Exercise aim
Your task is to copy the stretch of lines in the records below that begins with the line containing "Target: nightstand" and ends with the line containing "the patterned pillow", exactly as written, with nothing added.

Data in this exercise: Begin

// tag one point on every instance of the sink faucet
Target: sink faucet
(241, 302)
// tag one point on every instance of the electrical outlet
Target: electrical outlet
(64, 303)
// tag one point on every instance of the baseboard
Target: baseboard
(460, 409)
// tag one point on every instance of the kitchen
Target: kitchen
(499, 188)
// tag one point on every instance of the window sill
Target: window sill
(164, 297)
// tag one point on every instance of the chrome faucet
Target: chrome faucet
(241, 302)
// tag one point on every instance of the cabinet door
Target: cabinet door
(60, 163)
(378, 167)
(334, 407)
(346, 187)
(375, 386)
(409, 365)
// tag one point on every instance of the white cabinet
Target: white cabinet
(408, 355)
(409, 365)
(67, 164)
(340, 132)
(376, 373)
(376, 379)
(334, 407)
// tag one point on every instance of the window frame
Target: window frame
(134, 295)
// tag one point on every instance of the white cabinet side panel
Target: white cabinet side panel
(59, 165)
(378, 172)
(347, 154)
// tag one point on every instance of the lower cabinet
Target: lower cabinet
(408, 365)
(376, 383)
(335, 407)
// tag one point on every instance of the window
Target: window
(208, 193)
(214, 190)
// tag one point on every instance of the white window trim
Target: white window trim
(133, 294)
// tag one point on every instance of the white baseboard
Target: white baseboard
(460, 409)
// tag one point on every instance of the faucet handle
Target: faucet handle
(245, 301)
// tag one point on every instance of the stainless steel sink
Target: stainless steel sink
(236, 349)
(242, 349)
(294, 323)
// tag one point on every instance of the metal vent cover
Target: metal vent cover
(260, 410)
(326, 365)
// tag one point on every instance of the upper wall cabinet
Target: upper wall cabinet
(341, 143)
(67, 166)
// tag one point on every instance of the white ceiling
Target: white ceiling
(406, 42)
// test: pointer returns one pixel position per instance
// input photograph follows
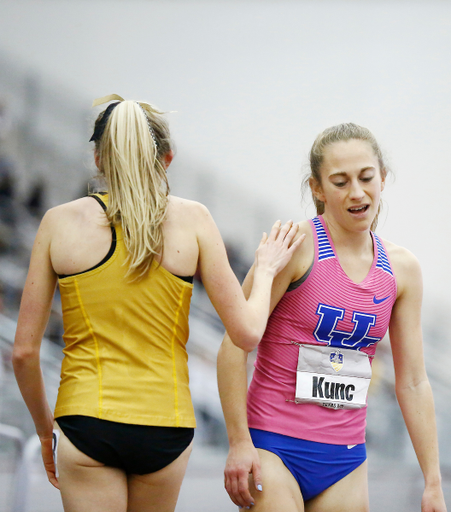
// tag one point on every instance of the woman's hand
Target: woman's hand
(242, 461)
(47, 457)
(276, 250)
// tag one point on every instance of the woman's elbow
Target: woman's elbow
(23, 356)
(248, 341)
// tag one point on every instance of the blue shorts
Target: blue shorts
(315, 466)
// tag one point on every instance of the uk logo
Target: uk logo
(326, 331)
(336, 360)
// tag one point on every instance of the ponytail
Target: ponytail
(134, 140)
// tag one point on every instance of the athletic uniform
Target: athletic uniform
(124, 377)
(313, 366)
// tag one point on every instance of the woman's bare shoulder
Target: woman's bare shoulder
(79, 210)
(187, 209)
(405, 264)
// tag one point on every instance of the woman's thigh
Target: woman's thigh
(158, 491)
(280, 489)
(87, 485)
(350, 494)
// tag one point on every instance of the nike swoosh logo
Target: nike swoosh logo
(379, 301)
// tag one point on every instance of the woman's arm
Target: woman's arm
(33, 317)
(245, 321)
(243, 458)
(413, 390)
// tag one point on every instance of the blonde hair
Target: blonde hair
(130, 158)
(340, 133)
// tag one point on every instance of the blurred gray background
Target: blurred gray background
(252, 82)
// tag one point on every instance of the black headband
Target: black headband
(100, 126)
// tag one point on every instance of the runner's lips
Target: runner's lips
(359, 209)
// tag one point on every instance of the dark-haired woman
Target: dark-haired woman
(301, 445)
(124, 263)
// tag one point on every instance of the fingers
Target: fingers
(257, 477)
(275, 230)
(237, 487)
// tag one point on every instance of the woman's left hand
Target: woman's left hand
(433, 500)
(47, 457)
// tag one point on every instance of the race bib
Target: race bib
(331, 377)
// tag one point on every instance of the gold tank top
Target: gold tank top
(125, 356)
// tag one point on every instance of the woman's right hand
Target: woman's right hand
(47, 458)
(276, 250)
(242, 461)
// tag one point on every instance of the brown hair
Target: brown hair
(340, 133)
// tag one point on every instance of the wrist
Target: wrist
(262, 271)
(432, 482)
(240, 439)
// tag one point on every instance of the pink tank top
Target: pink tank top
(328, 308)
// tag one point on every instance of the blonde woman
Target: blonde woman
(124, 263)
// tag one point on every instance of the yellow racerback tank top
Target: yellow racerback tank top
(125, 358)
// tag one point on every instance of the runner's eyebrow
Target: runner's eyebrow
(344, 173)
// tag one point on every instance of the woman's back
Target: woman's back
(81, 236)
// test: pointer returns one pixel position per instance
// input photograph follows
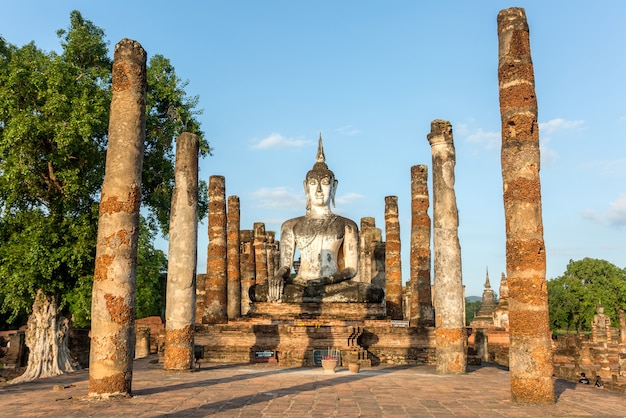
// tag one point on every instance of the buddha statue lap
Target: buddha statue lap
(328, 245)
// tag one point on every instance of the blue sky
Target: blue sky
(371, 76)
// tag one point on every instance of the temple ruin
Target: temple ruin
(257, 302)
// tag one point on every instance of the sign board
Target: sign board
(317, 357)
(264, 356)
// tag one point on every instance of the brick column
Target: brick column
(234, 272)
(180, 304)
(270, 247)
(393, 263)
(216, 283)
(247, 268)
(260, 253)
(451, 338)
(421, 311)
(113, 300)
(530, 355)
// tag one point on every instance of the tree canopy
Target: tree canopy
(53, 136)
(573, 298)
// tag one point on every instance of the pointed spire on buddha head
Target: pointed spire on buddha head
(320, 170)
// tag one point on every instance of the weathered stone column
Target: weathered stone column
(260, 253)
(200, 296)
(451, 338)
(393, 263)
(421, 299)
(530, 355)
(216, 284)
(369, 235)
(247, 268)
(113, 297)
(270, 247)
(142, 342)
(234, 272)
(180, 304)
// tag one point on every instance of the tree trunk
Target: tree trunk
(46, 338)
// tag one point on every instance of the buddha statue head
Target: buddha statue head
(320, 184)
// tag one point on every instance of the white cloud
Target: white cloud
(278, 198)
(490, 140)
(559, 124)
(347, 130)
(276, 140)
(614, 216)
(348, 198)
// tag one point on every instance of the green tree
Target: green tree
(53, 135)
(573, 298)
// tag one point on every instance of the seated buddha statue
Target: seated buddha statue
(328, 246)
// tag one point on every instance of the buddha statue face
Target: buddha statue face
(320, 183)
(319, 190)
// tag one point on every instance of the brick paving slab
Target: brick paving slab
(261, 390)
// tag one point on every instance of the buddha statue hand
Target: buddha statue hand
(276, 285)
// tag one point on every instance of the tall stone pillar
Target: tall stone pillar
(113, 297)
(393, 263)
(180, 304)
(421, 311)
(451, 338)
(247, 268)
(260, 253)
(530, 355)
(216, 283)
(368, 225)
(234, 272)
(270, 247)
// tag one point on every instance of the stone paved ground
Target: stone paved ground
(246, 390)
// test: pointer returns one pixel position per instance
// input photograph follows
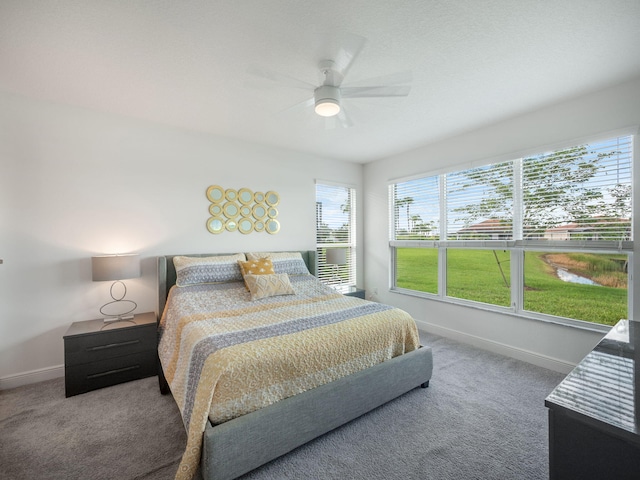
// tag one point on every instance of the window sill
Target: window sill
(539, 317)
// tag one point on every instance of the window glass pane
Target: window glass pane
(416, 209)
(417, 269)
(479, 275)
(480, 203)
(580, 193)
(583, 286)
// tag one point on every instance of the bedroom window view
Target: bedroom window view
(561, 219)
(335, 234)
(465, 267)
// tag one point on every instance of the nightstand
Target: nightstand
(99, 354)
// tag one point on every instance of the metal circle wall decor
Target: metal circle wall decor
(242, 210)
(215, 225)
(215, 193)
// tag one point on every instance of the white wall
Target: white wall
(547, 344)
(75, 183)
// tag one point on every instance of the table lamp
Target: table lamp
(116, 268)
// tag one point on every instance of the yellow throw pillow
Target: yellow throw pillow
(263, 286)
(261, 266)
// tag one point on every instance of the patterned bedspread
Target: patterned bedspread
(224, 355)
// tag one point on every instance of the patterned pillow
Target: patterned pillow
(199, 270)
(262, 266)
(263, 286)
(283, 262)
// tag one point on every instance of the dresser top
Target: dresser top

Data in this exercise: End
Data in this exercise: Begin

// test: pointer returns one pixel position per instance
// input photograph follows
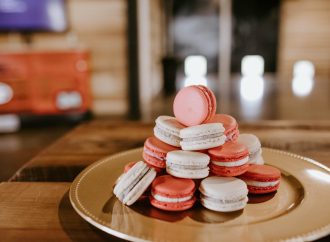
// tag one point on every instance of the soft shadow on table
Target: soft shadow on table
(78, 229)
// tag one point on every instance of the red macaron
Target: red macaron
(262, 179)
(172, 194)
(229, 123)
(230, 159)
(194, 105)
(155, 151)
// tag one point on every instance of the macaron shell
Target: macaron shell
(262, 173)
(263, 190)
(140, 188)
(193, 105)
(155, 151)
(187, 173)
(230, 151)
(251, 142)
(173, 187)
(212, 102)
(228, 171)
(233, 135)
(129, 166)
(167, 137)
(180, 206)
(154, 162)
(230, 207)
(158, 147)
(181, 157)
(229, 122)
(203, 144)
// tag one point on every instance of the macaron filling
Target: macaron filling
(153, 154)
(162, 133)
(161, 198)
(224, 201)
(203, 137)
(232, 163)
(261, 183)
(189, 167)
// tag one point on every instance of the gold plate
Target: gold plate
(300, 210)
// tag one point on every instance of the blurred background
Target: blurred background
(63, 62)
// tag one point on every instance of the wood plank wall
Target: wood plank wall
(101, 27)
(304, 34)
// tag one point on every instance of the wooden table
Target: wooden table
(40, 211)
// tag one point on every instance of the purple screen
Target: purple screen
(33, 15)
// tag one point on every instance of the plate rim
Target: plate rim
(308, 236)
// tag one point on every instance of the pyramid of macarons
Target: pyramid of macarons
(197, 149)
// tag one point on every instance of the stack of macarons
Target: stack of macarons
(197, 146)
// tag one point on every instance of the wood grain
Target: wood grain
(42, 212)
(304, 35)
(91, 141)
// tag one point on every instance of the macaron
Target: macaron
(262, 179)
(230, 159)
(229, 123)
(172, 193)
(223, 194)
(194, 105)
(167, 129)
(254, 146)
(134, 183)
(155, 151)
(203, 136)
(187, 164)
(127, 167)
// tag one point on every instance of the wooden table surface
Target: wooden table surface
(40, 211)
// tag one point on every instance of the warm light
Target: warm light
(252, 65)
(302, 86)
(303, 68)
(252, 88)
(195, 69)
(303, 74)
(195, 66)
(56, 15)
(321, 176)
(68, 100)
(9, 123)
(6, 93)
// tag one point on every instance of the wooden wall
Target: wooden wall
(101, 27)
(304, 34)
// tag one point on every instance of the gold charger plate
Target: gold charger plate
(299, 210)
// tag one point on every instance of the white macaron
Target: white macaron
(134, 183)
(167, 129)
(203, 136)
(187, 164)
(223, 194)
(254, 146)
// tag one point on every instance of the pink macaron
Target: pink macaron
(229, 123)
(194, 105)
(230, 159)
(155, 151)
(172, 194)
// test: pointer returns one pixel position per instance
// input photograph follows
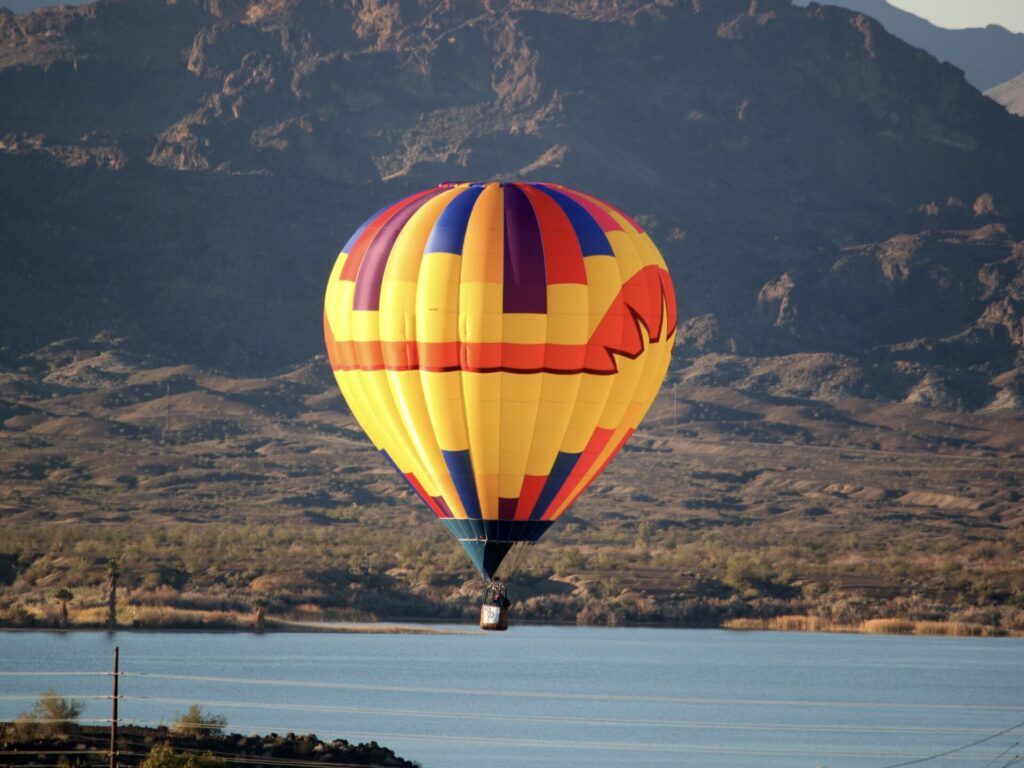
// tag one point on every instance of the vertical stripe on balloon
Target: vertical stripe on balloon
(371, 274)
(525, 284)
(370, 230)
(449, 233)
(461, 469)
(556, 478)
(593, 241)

Data in this exercise: End

Response for this exercise
Target: nightstand
(99, 354)
// tag one point on every instance of the metal circle wall decor
Target: metal circle wall decor
(242, 210)
(215, 225)
(215, 193)
// tag one point on every instance of the white wall
Target: white wall
(547, 344)
(75, 183)
// tag one point on every instance of the table lamp
Target: table lamp
(116, 268)
// tag one point on every instance of the yellow throw pillow
Target: yellow throw pillow
(263, 286)
(261, 266)
// tag one point on every instance of the patterned bedspread
Target: patterned bedspread
(224, 355)
// tag one point on every instance of the patterned pillow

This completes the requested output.